- **The request**:
Copy the lines of the listing below verbatim, beginning at the line that contains "Point to the fallen" and continuing through the last line of the listing.

(Data records)

---+---

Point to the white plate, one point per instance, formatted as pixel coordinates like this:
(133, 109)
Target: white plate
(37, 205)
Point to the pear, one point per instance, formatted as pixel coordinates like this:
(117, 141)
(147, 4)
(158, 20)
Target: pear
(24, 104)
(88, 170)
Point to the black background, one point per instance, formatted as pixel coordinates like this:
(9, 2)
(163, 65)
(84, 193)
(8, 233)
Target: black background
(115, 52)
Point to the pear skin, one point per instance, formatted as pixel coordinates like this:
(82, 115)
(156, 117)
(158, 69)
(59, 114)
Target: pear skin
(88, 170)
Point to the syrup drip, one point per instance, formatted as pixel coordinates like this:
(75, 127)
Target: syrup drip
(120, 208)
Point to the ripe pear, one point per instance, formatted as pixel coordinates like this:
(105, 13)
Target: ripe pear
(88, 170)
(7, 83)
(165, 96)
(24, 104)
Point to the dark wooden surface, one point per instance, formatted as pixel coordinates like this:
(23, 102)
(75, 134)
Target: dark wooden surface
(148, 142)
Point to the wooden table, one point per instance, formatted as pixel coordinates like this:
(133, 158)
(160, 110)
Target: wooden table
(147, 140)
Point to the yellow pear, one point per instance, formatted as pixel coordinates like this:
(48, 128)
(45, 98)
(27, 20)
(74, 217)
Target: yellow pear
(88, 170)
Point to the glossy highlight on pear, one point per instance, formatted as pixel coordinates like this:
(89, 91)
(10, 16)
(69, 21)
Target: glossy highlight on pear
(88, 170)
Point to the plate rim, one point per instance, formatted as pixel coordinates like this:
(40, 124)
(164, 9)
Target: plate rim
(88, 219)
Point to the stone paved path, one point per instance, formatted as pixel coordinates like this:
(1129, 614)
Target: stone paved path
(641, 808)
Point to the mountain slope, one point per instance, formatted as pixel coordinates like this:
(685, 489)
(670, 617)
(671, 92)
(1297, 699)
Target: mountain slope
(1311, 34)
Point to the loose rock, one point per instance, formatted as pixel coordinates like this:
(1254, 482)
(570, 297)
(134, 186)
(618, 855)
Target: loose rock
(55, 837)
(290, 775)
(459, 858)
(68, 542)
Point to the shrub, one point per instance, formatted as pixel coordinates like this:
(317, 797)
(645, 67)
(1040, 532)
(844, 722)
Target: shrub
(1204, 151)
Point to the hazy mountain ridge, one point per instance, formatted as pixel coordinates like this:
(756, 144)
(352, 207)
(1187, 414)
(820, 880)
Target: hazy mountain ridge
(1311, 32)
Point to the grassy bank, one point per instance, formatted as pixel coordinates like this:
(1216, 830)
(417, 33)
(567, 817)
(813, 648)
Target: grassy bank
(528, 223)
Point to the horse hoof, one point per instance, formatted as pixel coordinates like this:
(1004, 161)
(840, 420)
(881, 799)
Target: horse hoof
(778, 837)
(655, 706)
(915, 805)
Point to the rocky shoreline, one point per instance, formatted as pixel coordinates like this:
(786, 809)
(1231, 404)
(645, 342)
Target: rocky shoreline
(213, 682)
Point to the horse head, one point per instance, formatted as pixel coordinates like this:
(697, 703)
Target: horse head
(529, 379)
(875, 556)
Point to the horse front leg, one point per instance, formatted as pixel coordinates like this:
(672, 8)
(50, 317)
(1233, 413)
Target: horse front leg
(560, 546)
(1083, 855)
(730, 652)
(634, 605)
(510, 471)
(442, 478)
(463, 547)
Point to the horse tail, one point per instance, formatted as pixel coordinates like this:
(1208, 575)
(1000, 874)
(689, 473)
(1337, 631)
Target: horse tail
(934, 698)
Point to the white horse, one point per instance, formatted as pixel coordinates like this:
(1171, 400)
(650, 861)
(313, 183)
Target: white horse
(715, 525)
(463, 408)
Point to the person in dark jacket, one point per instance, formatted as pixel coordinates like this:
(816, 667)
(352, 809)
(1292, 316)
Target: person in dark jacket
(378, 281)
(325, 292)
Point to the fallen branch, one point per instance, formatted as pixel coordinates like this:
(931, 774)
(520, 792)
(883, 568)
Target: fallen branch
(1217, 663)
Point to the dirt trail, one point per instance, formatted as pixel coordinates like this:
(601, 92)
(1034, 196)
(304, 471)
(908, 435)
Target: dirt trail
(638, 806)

---+---

- **Final result**:
Point to the fallen branch, one point per instance, formatted as pixel coordinates like this:
(931, 774)
(520, 792)
(883, 568)
Target: fallen branch
(1217, 663)
Point to the dirt trail, one point per instance, formatted as pixel coordinates like this:
(601, 92)
(1034, 196)
(304, 471)
(908, 435)
Target: dirt trail
(638, 806)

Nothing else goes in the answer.